Task to carry out — From the entries below, please output exactly the lines starting at the one containing "Mark the white t-shirt, one" and ending at the one containing "Mark the red", both included.

Records for the exercise —
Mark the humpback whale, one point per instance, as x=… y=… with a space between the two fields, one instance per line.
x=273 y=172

...

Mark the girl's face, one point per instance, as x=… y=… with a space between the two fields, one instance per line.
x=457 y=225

* * *

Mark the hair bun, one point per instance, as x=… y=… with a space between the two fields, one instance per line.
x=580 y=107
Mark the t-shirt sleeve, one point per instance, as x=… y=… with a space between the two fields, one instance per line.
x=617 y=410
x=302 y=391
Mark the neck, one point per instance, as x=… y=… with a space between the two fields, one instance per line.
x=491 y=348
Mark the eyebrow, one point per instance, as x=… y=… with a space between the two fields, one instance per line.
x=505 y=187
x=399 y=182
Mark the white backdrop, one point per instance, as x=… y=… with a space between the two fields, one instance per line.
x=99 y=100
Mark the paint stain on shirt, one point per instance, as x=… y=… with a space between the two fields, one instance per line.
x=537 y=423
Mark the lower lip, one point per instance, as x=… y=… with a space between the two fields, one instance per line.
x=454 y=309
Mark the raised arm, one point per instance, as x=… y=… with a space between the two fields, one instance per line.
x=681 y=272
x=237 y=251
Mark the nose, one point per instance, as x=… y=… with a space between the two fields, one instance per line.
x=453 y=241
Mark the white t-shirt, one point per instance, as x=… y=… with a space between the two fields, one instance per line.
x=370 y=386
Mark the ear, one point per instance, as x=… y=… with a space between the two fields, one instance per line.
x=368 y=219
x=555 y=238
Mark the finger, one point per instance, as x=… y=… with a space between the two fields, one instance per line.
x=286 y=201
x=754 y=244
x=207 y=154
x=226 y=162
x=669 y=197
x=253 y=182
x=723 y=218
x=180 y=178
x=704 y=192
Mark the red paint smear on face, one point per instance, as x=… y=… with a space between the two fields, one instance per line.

Output below —
Mark the white t-shirt, one point per instance, as x=… y=… with a space between the two fields, one instance per line.
x=370 y=386
Mark the ear, one point per instance, as x=… y=… with a space between the two fields, one instance per line.
x=368 y=219
x=555 y=238
Mark the finger, one point per instance, as x=… y=… with a space between the two fields, one instance per line.
x=286 y=201
x=754 y=244
x=207 y=154
x=226 y=162
x=669 y=197
x=253 y=182
x=723 y=218
x=180 y=178
x=704 y=192
Mark the red paint smear on face, one point per instance, as x=… y=… with a space between the two fields, one instance per line.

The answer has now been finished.